SOURCE TEXT:

See also the accompanying document giving background information.
This is an introduction to the procedures for using Refmac5 to refine a crystal structure.
See also the documentation for Refmac5 and Sketcher.
In the following instructions, when you need to type something, or click on something, it will be shown in red. Output from the programs or text from the interface is given in green.
This example is to refine the protein RNAse Sa in its unliganded and liganded form, for which we know:
The final structure (solved by Joseph Sevcik: J. Sevcik, Z. Dauter, V.S. Lamzin, K. Wilson, Acta Cryst. D52 (1996) p327-344) looks like this:
There are 1749 atoms in the asymmetric unit. If we describe each atom using three positional parameters x,y,z and an isotropic temperature factor B there are 6996 parameters. In the experimental data (see $DATA/rnase18.mtz) there are 17991 reflections giving an observation-to-parameter-ratio of 17991/6996 = 2.57. This is not enough to refine all parameters as independent variables. However we have a great deal of information about the geometry of molecules - the bond lengths and bond angles etc. The refinement program will set up restraints between related atoms which say, for example, that the distance between two bonded atoms must be close to the ideal bond length.

DATASET RECORDS:
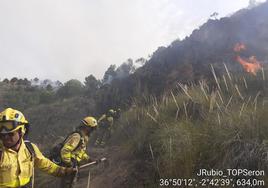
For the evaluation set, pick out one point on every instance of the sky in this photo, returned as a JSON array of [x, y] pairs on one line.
[[71, 39]]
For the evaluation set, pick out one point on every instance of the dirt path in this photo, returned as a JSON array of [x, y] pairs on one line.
[[103, 176]]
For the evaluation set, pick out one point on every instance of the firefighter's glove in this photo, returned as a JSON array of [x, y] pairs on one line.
[[70, 171], [98, 161]]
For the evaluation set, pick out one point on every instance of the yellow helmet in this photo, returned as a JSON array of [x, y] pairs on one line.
[[90, 122], [111, 112], [12, 120]]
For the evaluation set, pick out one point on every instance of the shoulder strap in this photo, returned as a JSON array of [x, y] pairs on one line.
[[80, 142], [30, 148]]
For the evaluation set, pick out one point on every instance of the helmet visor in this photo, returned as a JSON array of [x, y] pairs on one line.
[[8, 126]]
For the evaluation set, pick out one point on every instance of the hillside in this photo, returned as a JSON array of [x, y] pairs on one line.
[[191, 106]]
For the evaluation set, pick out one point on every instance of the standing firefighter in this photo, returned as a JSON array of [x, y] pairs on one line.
[[18, 157], [73, 151], [105, 126]]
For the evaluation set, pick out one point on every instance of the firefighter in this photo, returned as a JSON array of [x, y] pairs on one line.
[[19, 157], [105, 126], [73, 152]]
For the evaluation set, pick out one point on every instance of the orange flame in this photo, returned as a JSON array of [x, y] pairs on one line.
[[252, 65], [239, 47]]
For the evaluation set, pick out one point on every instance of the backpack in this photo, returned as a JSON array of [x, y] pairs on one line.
[[54, 154]]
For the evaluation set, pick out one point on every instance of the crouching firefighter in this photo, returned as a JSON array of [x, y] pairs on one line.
[[73, 152], [19, 157]]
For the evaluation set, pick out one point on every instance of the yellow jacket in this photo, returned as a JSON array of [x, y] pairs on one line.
[[16, 168], [70, 149]]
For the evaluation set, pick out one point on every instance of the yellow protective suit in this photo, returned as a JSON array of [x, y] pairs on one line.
[[16, 168]]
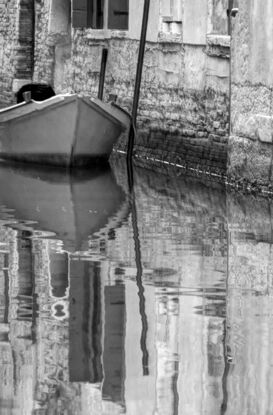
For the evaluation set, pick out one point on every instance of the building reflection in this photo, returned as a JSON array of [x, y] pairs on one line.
[[71, 328]]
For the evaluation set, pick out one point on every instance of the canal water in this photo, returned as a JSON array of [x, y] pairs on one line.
[[153, 301]]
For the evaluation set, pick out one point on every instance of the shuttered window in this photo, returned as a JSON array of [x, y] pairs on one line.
[[93, 14], [118, 14]]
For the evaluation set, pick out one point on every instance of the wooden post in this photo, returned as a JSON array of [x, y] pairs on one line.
[[102, 72]]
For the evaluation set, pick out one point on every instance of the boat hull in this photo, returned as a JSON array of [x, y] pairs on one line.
[[70, 207], [65, 130]]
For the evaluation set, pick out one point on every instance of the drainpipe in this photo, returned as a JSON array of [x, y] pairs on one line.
[[231, 12], [138, 78]]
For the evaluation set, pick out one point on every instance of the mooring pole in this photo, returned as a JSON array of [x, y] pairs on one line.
[[102, 72], [138, 77]]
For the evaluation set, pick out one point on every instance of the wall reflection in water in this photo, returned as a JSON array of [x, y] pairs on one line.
[[73, 336]]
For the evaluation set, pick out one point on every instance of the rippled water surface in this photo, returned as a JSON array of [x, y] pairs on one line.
[[155, 301]]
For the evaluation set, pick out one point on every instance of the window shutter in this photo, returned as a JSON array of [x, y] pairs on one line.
[[118, 14], [80, 15], [87, 13]]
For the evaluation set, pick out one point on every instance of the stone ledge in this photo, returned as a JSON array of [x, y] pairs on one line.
[[218, 40]]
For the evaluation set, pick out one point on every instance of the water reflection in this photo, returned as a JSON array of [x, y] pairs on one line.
[[71, 325], [71, 206]]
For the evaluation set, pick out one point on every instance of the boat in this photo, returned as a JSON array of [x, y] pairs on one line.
[[73, 207], [65, 130]]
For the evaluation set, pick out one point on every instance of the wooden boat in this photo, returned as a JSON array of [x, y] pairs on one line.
[[65, 130], [71, 207]]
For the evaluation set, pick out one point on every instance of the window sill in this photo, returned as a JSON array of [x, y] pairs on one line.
[[102, 34], [218, 46]]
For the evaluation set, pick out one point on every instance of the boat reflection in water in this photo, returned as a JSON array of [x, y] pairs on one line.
[[90, 332], [71, 206]]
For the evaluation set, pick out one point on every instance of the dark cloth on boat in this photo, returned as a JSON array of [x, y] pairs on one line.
[[39, 92]]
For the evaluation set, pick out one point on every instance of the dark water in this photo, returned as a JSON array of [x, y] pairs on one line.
[[154, 303]]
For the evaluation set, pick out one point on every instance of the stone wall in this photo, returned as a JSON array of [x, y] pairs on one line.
[[8, 20], [16, 46], [251, 149], [183, 110], [249, 304]]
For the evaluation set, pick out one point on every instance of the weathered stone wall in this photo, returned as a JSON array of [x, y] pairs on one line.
[[251, 149], [8, 30], [16, 46], [183, 109], [249, 304]]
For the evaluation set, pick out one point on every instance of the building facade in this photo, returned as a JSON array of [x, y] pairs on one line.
[[250, 154], [183, 112]]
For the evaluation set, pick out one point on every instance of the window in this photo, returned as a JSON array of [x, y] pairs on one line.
[[100, 14]]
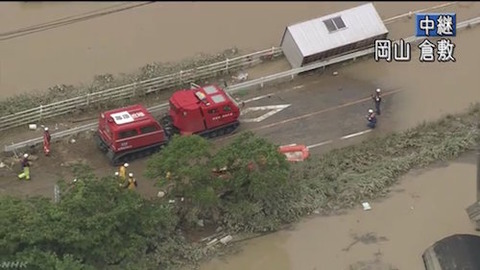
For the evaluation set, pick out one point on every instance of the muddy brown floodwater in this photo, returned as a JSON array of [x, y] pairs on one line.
[[125, 41], [425, 207]]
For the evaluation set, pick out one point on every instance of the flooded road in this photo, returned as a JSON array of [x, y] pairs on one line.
[[425, 207], [162, 31]]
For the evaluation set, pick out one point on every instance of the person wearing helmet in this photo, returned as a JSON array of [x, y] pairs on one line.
[[372, 119], [25, 163], [123, 172], [377, 99], [131, 183], [46, 141]]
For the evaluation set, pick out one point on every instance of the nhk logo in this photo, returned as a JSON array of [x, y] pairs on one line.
[[13, 265]]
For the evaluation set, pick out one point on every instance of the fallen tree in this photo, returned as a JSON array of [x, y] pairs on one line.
[[96, 225]]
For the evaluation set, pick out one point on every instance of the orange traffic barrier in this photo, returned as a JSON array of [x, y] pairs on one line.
[[295, 152]]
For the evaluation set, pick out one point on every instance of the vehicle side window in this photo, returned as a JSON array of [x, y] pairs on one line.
[[148, 129], [128, 133]]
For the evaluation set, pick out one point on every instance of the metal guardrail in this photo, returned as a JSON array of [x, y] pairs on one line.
[[231, 89], [136, 89], [152, 85]]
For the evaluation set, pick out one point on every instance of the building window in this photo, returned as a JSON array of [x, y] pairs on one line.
[[334, 24]]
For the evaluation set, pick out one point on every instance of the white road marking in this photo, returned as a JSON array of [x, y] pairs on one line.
[[257, 98], [274, 109], [355, 134], [341, 138], [319, 144]]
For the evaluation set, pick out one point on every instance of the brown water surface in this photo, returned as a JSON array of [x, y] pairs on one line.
[[421, 210], [162, 31]]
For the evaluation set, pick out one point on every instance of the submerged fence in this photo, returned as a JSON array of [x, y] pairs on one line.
[[233, 88], [137, 89]]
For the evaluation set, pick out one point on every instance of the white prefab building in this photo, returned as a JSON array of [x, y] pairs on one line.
[[332, 35]]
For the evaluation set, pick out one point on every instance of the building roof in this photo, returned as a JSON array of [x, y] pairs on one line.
[[340, 28], [191, 99], [126, 115]]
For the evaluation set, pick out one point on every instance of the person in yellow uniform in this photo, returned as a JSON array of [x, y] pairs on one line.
[[122, 172], [25, 168], [131, 183]]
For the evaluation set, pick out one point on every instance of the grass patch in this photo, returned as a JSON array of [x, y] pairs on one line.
[[61, 92], [344, 177]]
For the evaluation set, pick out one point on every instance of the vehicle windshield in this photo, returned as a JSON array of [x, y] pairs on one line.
[[231, 98], [173, 107]]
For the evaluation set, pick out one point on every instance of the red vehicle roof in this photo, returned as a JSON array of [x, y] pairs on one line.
[[128, 116], [188, 100]]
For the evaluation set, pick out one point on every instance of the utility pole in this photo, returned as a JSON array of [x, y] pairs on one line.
[[473, 211], [478, 173]]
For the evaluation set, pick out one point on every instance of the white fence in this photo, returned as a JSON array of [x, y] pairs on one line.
[[136, 89], [233, 88]]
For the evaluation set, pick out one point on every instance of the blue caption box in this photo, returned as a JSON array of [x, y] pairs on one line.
[[436, 24]]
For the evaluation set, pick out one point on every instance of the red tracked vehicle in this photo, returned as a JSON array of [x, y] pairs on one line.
[[129, 133]]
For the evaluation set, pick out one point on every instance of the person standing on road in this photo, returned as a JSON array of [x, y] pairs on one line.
[[372, 119], [131, 183], [123, 172], [25, 168], [377, 99], [46, 141]]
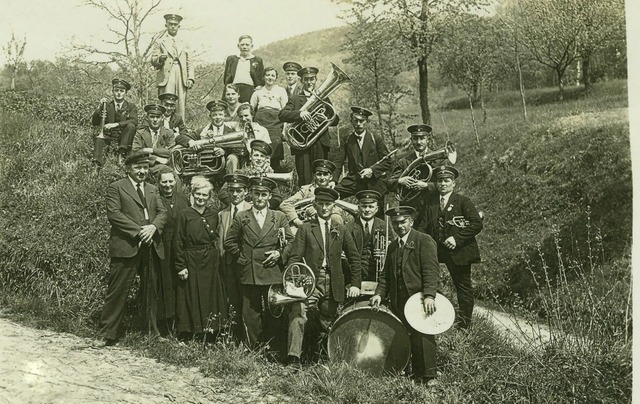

EXERCISE AIM:
Answer these from the Refmac5 text above:
1. Which protein is refined in the example?
2. How many atoms are in the asymmetric unit?
3. What color shows something you need to type or click?

WRITTEN RESPONSE:
1. RNAse Sa
2. 1749
3. Red